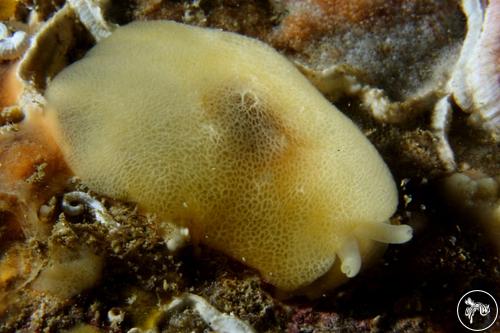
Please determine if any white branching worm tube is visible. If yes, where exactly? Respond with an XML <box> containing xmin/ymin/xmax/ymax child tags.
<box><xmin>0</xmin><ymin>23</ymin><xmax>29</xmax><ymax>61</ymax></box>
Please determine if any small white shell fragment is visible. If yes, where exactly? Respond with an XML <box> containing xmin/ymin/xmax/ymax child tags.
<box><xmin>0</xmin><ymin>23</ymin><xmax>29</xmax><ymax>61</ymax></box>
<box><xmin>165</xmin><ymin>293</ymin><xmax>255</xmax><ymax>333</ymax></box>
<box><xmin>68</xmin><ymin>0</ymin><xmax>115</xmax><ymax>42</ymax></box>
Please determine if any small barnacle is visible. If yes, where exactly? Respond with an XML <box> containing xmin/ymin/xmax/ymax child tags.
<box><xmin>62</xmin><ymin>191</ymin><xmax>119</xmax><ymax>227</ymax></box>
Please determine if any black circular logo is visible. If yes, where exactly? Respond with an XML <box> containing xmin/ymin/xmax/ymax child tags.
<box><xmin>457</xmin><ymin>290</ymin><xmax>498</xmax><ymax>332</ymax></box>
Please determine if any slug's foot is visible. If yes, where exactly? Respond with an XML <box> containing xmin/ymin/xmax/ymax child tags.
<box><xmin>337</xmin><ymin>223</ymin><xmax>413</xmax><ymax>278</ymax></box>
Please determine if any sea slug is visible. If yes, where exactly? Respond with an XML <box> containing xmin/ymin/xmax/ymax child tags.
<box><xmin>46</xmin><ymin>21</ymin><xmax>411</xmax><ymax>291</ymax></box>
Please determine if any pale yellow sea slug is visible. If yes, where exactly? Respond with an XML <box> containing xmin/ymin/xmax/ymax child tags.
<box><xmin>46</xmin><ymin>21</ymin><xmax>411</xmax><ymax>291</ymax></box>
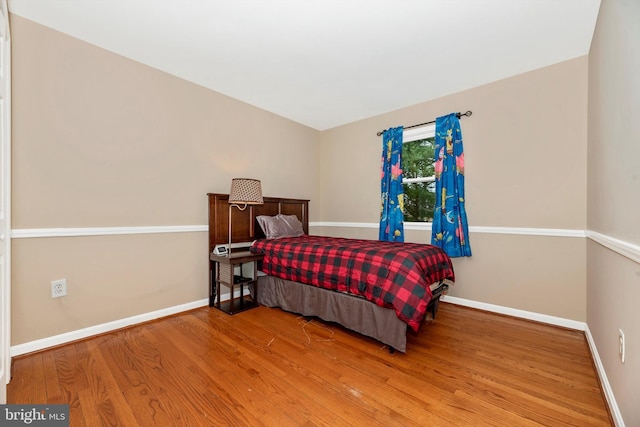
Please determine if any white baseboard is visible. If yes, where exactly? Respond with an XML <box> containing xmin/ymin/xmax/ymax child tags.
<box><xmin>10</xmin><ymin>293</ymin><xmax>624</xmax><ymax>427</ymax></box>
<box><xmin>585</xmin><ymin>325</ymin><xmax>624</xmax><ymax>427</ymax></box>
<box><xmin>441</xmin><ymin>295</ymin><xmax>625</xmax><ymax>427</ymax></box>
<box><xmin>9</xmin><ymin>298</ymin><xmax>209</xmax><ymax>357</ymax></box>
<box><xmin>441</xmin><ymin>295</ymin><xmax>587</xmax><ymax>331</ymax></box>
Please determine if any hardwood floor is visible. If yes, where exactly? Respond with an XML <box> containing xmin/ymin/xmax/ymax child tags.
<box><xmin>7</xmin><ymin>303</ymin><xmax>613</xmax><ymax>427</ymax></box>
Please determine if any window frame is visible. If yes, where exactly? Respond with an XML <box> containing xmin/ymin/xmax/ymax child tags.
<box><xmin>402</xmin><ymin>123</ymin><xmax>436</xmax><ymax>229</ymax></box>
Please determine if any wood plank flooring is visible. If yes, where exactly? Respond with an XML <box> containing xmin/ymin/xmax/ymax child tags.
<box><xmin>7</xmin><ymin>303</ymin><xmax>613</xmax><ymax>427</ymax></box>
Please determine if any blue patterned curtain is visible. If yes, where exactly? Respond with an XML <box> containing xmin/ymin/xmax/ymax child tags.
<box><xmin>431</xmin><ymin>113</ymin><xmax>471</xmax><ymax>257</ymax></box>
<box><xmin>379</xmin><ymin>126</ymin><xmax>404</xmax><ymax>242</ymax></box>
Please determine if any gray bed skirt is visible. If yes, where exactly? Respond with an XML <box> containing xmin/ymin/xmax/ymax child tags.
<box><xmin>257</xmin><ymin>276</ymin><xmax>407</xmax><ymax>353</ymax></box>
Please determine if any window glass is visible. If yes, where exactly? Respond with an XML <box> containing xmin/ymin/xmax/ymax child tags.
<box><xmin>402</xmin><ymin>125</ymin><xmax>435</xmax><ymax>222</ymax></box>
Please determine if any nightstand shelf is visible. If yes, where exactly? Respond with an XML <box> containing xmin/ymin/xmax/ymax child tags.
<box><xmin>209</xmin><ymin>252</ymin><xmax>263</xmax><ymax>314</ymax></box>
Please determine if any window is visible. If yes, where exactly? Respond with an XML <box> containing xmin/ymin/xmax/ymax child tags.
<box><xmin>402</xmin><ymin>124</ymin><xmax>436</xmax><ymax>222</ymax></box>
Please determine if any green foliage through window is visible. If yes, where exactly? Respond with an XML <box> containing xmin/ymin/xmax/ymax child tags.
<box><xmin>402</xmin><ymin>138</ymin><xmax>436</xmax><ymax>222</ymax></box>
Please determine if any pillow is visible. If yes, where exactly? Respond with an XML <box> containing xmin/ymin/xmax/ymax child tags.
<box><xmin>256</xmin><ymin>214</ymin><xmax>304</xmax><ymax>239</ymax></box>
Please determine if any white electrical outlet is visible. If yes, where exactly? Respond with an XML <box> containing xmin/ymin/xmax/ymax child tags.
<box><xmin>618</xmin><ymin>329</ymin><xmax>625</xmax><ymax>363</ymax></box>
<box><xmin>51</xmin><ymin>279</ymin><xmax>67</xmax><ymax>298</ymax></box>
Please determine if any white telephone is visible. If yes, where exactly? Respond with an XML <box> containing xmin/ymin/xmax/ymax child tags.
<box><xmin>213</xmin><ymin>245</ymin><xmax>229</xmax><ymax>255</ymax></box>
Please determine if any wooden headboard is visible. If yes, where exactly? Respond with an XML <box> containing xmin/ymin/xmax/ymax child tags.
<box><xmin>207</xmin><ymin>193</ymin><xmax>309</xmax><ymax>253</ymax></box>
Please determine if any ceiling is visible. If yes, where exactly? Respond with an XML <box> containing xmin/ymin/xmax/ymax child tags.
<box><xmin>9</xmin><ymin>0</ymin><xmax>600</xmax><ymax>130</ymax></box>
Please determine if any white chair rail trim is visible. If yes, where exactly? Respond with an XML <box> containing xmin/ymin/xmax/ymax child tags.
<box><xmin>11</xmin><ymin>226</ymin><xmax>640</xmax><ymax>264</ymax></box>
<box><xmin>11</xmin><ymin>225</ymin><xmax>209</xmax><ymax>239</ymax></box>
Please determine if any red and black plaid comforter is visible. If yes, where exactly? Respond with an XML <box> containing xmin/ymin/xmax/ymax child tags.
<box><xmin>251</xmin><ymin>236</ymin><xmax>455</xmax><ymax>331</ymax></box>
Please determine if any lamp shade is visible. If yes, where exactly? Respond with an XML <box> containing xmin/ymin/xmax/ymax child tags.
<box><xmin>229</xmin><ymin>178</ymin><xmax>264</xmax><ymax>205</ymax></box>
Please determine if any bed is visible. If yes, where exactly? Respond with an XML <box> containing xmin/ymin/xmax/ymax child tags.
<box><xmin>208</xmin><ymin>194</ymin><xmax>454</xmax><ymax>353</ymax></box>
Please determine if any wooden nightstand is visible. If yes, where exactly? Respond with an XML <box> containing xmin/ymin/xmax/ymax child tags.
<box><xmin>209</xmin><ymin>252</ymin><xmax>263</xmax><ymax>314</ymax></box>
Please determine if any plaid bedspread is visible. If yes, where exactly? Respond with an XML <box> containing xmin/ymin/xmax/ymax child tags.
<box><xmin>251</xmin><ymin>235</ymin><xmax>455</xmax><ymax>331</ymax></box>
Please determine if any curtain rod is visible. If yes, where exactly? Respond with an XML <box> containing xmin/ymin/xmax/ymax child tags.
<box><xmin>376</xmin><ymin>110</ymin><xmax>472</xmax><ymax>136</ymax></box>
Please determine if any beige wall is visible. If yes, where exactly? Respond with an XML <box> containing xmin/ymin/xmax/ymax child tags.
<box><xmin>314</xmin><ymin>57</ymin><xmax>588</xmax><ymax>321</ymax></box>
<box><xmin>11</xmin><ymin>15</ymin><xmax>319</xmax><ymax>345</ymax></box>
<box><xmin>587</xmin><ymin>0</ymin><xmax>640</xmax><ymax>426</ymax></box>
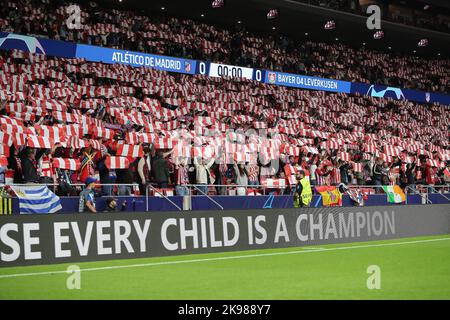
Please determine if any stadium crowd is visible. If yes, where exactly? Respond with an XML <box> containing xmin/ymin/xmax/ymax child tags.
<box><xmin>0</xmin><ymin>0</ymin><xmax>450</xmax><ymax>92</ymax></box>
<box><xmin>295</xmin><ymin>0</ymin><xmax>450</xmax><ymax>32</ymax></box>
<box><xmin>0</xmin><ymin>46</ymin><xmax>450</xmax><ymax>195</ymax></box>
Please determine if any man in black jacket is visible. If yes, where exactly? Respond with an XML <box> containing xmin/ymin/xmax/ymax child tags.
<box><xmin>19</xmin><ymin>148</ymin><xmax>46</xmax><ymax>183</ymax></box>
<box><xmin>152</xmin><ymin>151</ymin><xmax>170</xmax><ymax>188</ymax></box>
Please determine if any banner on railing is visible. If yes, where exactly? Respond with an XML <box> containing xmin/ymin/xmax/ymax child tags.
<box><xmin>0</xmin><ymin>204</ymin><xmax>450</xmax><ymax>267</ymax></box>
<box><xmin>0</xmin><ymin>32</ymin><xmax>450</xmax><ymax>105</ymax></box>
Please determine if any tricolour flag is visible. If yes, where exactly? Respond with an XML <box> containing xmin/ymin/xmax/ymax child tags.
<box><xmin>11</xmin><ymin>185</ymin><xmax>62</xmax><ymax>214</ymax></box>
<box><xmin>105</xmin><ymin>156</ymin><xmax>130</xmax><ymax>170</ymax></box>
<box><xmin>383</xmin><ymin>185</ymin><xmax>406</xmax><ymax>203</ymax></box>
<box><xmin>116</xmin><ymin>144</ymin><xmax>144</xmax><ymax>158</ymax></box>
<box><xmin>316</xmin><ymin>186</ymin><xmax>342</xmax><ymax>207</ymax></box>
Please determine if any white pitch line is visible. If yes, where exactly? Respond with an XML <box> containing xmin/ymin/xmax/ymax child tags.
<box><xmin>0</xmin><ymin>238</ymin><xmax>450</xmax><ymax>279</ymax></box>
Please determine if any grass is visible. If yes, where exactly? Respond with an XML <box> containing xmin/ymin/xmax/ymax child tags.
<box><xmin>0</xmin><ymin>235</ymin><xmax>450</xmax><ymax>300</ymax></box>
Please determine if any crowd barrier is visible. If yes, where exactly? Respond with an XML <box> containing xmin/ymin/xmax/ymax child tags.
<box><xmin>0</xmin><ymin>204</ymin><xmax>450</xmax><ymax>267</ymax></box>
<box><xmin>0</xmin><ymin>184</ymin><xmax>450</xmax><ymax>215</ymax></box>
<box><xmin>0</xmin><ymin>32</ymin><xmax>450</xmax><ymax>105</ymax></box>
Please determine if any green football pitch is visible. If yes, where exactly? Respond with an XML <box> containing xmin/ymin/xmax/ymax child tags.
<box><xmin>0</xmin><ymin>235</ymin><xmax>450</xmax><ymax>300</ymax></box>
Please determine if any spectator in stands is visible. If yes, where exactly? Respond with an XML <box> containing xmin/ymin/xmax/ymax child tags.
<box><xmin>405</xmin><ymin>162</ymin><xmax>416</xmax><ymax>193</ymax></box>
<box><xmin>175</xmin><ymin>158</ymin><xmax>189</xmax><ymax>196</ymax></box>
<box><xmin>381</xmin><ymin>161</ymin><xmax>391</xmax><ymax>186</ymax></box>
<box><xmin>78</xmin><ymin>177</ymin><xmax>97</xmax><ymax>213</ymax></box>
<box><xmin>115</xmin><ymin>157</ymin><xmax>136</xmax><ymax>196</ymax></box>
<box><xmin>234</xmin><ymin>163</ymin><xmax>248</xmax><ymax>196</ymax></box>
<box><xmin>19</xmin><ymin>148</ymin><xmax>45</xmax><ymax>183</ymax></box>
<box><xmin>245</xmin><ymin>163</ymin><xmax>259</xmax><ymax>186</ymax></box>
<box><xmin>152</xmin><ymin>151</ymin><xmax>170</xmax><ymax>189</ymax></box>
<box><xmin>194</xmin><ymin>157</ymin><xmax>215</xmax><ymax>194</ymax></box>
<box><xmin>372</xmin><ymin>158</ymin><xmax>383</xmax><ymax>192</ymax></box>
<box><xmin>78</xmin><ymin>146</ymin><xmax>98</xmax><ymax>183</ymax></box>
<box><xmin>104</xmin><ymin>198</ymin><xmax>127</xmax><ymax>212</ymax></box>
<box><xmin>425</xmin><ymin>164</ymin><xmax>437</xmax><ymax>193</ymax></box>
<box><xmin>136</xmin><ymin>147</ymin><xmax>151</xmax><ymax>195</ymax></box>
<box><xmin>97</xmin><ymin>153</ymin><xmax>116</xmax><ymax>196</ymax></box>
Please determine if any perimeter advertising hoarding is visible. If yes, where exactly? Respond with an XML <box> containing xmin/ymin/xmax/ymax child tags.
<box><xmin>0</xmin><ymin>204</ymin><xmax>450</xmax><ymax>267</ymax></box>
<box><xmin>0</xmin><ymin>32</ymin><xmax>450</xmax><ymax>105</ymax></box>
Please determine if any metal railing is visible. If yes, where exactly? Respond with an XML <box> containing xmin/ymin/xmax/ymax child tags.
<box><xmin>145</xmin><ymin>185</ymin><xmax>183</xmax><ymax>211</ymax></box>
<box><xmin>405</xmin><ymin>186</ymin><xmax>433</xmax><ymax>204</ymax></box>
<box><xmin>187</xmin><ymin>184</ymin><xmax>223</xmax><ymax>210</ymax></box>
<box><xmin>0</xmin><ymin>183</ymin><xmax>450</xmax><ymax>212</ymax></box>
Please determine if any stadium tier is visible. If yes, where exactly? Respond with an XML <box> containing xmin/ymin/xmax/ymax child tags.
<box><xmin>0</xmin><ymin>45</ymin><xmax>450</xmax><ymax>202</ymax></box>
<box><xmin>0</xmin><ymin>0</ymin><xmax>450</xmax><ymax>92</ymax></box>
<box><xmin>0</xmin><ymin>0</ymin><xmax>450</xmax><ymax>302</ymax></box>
⁂
▸ Задача
Верните целиком каждую строку данных, содержащую слово «small».

▸ Результат выполнения
Please determine if any small white shell fragment is visible. If yes, where exactly? Respond with an XML <box> containing xmin/ymin/xmax/ymax child tags.
Please determine if any small barnacle is visible. If yes, where exactly? Respond with an XML <box> containing xmin/ymin/xmax/ymax child tags.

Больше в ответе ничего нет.